Can you lay out all the rows below as a Markdown table with the columns No and Line, numbering each line and skipping blank ones? Leave the pictures out.

────────

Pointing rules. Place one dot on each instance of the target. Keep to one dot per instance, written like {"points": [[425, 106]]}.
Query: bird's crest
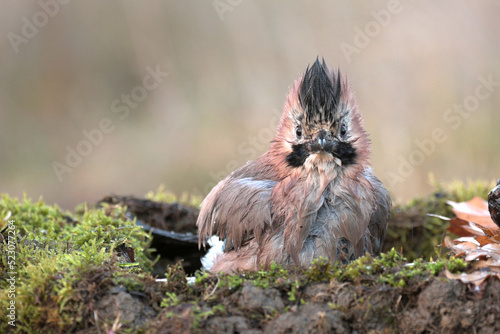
{"points": [[319, 92]]}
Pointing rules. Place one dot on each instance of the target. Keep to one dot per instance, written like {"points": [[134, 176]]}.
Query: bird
{"points": [[312, 194]]}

────────

▶ [Answer to the task]:
| No | Line |
|---|---|
| 1 | Pointing rules. Place one dot on each instance of the target. Keep to one dot per instance, written like {"points": [[425, 106]]}. |
| 2 | Query: bird's crest |
| 3 | {"points": [[319, 92]]} |
| 4 | Pointing rules. Place one dot on each instance of the target. Keep to one dot per instance, written like {"points": [[134, 176]]}. |
| 5 | Query: bird |
| 6 | {"points": [[312, 194]]} |